_À FAIRE_
**a)** Recopiez sans rien changer le passage du texte sur le travail des enseignants qui commence par les mots contenant « Ces analyses scientifiques » et se termine par « des jeunes enseignants. ».
**b)** Résumez en deux phrases le texte sur le travail des enseignants.
**c)** D'après le texte sur le travail des enseignants, quelles sont les trois postures du métier que l'on peut distinguer ?

_TEXTE SOURCE_
▬▬▬▬▬▬

Si le temps de travail des enseignants demeure à peu près stable, la charge mentale du travail augmente sous le poids des phénomènes plus hauts mentionnés. Ainsi, selon Lantheaume et Hélou (2008), l’école et ses professionnels seraient aujourd’hui confrontés à « une période de redéfinition des repères et d’adaptation à des univers sociaux en perpétuel changement ». Dans ce contexte, trois postures du métier sont discernables: la prise, l’emprise et la déprise. En situation de prise, le plaisir de faire un métier que l’on aime domine : par exemple, un cours bien réussi donne une sensation positive de maîtrise de la situation. Mais la multiplicité et l’enchevêtrement des tâches et la difficulté à les gérer de manière satisfaisante engendrent l’emprise, sentiment d’être submergé par les sollicitations et débordé. Alors un mécanisme de déprise s’enclenche, se traduisant par un désengagement, le désir « d’aller voir ailleurs » résultant d’un sentiment d’impuissance, produisant doute, incertitude, tout en diminuant la satisfaction au travail.

Car, ainsi que Barrère l’a montré, plusieurs enseignants vivent de rudes mises à l’épreuve de leurs représentations du métier et de leurs compétences professionnelles, notamment au plan relationnel. Cela les touche comme personne. Faire face à ces épreuves oblige à développer des stratégies plus ou moins gagnantes (la fuite, le deuil, un recentrage des activités d’enseignement sur ce qui apparaît le plus utile pour les élèves, etc.). De leur côté, et aussi d’un point de vue stratégique, Rayou et Van Zanten (2004) se sont penchés sur les nouvelles générations d’enseignants et distinguent les « survivants », vivant difficilement leurs premiers pas dans le métier et animés d’un fort désir de démission, les « raisonnés » qui engrangent les points pour pouvoir accéder un jour à un établissement de leur choix, et les « motivés » qui s’engagent fortement dans des actions pédagogiques dès leur première année d’exercice.

En somme, l’intensification du travail enseignant liée à ces demandes accrues de temps de travail, à des pressions fortes pour élargir le travail et le complexifier, conduit à la surcharge du travail (avec les risques que la recherche documente de stress et de maladies professionnelles, de burn-out, de désengagement ou d’abandon du métier) (Bartlett, 2002 ; Easthope et Easthope, 2000).

Dans plusieurs systèmes éducatifs, cette intensification du travail est paradoxalement accompagnée de la précarisation croissante de l’emploi, et du recours à un personnel sous-qualifié.

Ces analyses scientifiques nourrissent l’intérêt des décideurs pour des politiques de nature à accroître l’attractivité du métier, notamment au moment de l’insertion professionnelle des enseignants novices. Elles ont aussi motivé des chercheurs à étudier l’abandon du métier ou le décrochage des enseignants, notamment des jeunes enseignants.

▬▬▬▬▬▬

_DONNÉES AFFICHÉES_

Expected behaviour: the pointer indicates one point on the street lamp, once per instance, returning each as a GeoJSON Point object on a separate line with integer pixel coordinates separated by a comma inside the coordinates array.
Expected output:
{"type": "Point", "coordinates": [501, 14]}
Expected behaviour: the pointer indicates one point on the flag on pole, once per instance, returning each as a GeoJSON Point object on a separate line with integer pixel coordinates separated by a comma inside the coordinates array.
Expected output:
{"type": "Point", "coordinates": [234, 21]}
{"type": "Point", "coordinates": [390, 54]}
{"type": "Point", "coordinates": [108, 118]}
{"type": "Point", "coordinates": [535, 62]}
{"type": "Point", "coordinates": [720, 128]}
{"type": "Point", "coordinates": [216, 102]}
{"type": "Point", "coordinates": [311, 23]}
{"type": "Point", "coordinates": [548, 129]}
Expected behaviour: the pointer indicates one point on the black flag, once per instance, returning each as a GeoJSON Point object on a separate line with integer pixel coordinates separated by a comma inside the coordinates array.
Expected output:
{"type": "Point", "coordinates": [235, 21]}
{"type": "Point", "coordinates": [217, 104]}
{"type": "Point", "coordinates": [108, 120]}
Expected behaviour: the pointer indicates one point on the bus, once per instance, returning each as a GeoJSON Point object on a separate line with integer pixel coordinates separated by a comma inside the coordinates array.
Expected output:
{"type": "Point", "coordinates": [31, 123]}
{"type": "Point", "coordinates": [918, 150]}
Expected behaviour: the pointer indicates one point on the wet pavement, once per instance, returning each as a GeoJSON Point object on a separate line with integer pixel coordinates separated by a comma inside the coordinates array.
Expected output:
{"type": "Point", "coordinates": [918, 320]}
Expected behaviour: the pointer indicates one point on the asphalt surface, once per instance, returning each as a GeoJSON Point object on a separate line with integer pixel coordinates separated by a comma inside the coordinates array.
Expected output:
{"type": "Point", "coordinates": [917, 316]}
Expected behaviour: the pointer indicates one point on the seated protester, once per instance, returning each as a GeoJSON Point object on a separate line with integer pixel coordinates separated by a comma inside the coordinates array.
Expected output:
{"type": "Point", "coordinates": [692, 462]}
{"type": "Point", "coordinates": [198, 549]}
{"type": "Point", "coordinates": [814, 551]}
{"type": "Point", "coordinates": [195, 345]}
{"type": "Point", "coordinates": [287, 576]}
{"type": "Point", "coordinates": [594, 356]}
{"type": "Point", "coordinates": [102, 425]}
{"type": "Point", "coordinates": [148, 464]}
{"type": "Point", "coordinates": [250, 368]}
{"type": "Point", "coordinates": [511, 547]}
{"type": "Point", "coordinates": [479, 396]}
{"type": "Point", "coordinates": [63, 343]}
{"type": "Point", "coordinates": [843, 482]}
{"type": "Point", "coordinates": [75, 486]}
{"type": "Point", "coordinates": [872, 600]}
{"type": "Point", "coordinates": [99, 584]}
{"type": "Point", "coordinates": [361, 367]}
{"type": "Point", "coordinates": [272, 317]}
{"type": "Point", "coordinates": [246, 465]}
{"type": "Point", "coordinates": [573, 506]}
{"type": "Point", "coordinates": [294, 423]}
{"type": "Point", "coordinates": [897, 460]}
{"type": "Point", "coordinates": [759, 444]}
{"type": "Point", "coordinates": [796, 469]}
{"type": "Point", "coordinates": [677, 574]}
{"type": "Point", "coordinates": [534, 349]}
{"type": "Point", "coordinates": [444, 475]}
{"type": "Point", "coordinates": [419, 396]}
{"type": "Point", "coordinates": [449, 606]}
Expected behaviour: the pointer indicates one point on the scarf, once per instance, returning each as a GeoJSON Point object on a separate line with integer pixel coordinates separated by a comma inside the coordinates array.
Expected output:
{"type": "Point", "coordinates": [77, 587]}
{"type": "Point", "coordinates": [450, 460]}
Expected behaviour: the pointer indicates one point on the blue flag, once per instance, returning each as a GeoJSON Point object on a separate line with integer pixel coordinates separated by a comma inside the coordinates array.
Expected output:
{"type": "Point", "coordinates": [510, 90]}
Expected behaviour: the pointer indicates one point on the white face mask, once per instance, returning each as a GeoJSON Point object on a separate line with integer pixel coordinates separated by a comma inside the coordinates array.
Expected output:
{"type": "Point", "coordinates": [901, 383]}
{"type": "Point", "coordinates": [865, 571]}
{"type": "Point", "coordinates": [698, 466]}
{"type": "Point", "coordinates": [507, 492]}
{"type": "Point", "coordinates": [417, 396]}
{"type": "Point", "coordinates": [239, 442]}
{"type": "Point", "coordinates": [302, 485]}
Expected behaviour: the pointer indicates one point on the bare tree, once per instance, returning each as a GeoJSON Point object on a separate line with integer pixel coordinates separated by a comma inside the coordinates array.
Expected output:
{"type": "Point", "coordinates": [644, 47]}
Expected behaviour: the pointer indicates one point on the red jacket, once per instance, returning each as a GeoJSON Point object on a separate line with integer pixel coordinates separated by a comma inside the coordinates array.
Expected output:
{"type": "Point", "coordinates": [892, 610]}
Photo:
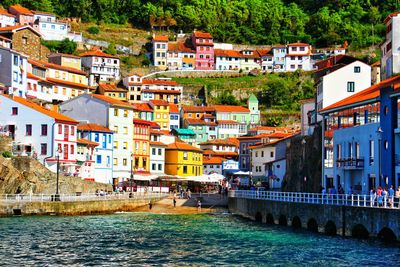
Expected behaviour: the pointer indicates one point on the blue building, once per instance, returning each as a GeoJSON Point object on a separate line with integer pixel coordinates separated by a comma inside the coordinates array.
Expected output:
{"type": "Point", "coordinates": [361, 139]}
{"type": "Point", "coordinates": [103, 168]}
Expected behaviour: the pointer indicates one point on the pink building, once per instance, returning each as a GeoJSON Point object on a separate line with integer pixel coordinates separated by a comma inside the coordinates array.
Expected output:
{"type": "Point", "coordinates": [204, 45]}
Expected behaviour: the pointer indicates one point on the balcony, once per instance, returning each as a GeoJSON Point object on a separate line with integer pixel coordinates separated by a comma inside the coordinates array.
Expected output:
{"type": "Point", "coordinates": [350, 163]}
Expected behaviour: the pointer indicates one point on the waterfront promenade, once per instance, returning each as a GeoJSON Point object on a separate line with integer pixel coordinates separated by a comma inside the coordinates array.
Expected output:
{"type": "Point", "coordinates": [347, 215]}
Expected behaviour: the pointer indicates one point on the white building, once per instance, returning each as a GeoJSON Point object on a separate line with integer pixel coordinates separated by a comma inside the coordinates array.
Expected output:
{"type": "Point", "coordinates": [13, 67]}
{"type": "Point", "coordinates": [6, 19]}
{"type": "Point", "coordinates": [40, 133]}
{"type": "Point", "coordinates": [390, 56]}
{"type": "Point", "coordinates": [103, 167]}
{"type": "Point", "coordinates": [298, 57]}
{"type": "Point", "coordinates": [113, 114]}
{"type": "Point", "coordinates": [101, 67]}
{"type": "Point", "coordinates": [341, 82]}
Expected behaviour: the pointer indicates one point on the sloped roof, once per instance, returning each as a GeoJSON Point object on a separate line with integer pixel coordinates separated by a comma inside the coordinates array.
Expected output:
{"type": "Point", "coordinates": [50, 113]}
{"type": "Point", "coordinates": [199, 34]}
{"type": "Point", "coordinates": [227, 108]}
{"type": "Point", "coordinates": [92, 127]}
{"type": "Point", "coordinates": [370, 93]}
{"type": "Point", "coordinates": [112, 101]}
{"type": "Point", "coordinates": [160, 38]}
{"type": "Point", "coordinates": [97, 53]}
{"type": "Point", "coordinates": [213, 160]}
{"type": "Point", "coordinates": [182, 146]}
{"type": "Point", "coordinates": [86, 142]}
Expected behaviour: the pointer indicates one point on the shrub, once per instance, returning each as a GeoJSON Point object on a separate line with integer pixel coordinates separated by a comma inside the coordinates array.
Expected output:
{"type": "Point", "coordinates": [93, 30]}
{"type": "Point", "coordinates": [7, 154]}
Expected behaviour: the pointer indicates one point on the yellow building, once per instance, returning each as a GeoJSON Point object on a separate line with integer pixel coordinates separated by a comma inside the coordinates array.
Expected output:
{"type": "Point", "coordinates": [160, 113]}
{"type": "Point", "coordinates": [183, 160]}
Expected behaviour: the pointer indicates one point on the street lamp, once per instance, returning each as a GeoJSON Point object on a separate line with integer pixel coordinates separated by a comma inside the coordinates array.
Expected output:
{"type": "Point", "coordinates": [58, 153]}
{"type": "Point", "coordinates": [379, 131]}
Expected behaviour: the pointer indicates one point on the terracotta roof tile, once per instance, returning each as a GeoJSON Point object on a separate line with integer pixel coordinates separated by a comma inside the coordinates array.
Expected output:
{"type": "Point", "coordinates": [367, 94]}
{"type": "Point", "coordinates": [86, 142]}
{"type": "Point", "coordinates": [97, 53]}
{"type": "Point", "coordinates": [226, 108]}
{"type": "Point", "coordinates": [199, 34]}
{"type": "Point", "coordinates": [55, 115]}
{"type": "Point", "coordinates": [182, 146]}
{"type": "Point", "coordinates": [92, 127]}
{"type": "Point", "coordinates": [112, 101]}
{"type": "Point", "coordinates": [160, 38]}
{"type": "Point", "coordinates": [213, 160]}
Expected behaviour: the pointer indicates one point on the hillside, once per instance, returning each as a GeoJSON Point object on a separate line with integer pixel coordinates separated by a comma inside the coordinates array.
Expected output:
{"type": "Point", "coordinates": [321, 23]}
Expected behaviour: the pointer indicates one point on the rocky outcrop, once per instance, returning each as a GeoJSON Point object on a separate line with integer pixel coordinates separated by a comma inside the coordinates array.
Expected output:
{"type": "Point", "coordinates": [24, 175]}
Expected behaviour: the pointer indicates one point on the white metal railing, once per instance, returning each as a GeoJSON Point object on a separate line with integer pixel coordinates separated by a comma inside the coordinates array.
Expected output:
{"type": "Point", "coordinates": [11, 198]}
{"type": "Point", "coordinates": [316, 198]}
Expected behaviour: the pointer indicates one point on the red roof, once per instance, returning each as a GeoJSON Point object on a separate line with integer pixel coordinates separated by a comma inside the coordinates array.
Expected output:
{"type": "Point", "coordinates": [105, 87]}
{"type": "Point", "coordinates": [298, 44]}
{"type": "Point", "coordinates": [235, 53]}
{"type": "Point", "coordinates": [159, 102]}
{"type": "Point", "coordinates": [92, 127]}
{"type": "Point", "coordinates": [68, 83]}
{"type": "Point", "coordinates": [5, 12]}
{"type": "Point", "coordinates": [86, 142]}
{"type": "Point", "coordinates": [44, 64]}
{"type": "Point", "coordinates": [97, 53]}
{"type": "Point", "coordinates": [55, 115]}
{"type": "Point", "coordinates": [226, 108]}
{"type": "Point", "coordinates": [173, 108]}
{"type": "Point", "coordinates": [364, 95]}
{"type": "Point", "coordinates": [180, 47]}
{"type": "Point", "coordinates": [160, 82]}
{"type": "Point", "coordinates": [160, 38]}
{"type": "Point", "coordinates": [140, 121]}
{"type": "Point", "coordinates": [22, 10]}
{"type": "Point", "coordinates": [227, 122]}
{"type": "Point", "coordinates": [213, 160]}
{"type": "Point", "coordinates": [182, 146]}
{"type": "Point", "coordinates": [112, 101]}
{"type": "Point", "coordinates": [202, 35]}
{"type": "Point", "coordinates": [142, 107]}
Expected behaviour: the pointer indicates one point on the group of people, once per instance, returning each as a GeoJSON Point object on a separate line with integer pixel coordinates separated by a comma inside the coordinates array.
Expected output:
{"type": "Point", "coordinates": [384, 197]}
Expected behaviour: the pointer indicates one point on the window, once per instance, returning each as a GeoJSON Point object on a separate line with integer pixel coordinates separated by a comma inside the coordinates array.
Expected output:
{"type": "Point", "coordinates": [43, 149]}
{"type": "Point", "coordinates": [44, 129]}
{"type": "Point", "coordinates": [350, 86]}
{"type": "Point", "coordinates": [28, 131]}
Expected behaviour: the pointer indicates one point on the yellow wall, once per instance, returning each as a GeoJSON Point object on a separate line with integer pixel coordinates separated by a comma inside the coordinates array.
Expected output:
{"type": "Point", "coordinates": [175, 164]}
{"type": "Point", "coordinates": [163, 118]}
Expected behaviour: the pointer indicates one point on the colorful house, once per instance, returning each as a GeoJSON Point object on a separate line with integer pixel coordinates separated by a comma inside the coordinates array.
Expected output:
{"type": "Point", "coordinates": [103, 167]}
{"type": "Point", "coordinates": [160, 48]}
{"type": "Point", "coordinates": [160, 113]}
{"type": "Point", "coordinates": [40, 133]}
{"type": "Point", "coordinates": [141, 146]}
{"type": "Point", "coordinates": [183, 160]}
{"type": "Point", "coordinates": [204, 45]}
{"type": "Point", "coordinates": [113, 114]}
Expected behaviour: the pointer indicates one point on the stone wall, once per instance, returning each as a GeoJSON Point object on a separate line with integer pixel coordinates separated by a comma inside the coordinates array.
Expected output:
{"type": "Point", "coordinates": [329, 219]}
{"type": "Point", "coordinates": [33, 47]}
{"type": "Point", "coordinates": [24, 175]}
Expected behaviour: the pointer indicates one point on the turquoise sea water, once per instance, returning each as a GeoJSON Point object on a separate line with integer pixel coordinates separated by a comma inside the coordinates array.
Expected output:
{"type": "Point", "coordinates": [142, 239]}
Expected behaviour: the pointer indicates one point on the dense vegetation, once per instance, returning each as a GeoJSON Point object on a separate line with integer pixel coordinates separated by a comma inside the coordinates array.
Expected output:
{"type": "Point", "coordinates": [275, 91]}
{"type": "Point", "coordinates": [320, 22]}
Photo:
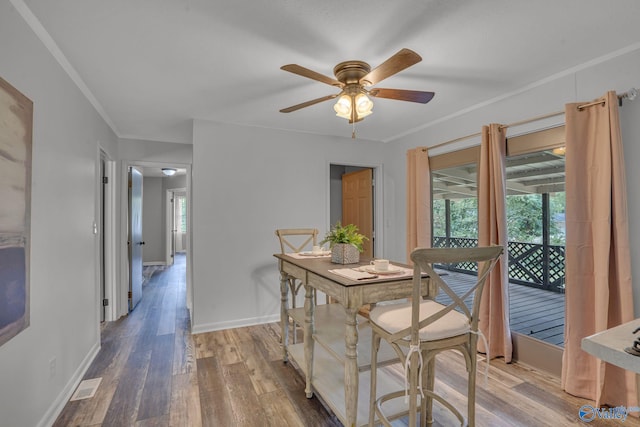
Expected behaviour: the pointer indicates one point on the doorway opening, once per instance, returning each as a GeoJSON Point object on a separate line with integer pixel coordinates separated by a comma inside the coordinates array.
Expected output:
{"type": "Point", "coordinates": [155, 224]}
{"type": "Point", "coordinates": [355, 198]}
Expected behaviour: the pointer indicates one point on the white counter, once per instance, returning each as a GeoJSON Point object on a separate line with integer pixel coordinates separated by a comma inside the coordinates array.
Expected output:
{"type": "Point", "coordinates": [609, 346]}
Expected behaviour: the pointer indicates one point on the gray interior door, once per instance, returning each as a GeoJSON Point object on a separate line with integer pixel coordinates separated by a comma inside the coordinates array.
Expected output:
{"type": "Point", "coordinates": [135, 237]}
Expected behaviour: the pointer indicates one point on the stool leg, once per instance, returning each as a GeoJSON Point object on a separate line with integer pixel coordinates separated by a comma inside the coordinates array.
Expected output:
{"type": "Point", "coordinates": [413, 388]}
{"type": "Point", "coordinates": [375, 346]}
{"type": "Point", "coordinates": [429, 379]}
{"type": "Point", "coordinates": [471, 399]}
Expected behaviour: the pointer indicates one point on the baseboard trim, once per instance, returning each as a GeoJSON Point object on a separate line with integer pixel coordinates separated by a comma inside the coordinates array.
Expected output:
{"type": "Point", "coordinates": [59, 403]}
{"type": "Point", "coordinates": [537, 354]}
{"type": "Point", "coordinates": [239, 323]}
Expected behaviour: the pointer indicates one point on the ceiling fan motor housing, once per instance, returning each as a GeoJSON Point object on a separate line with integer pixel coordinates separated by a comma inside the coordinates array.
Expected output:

▬▬▬▬▬▬

_EXERCICES RÉSOLUS_
**a)**
Ces analyses scientifiques nourrissent l’intérêt des décideurs pour des politiques de nature à accroître l’attractivité du métier, notamment au moment de l’insertion professionnelle des enseignants novices. Elles ont aussi motivé des chercheurs à étudier l’abandon du métier ou le décrochage des enseignants, notamment des jeunes enseignants.

**b)** Même si leur temps de travail reste à peu près stable, les enseignants subissent une charge mentale plus lourde, qui peut les faire passer du plaisir du métier au sentiment d'être débordés, puis au désengagement. Cette intensification du travail mène à la surcharge, avec des risques de stress, de burn-out ou d'abandon du métier, et pousse les décideurs à chercher à rendre le métier plus attirant, surtout pour les débutants.

**c)** La prise, l'emprise et la déprise.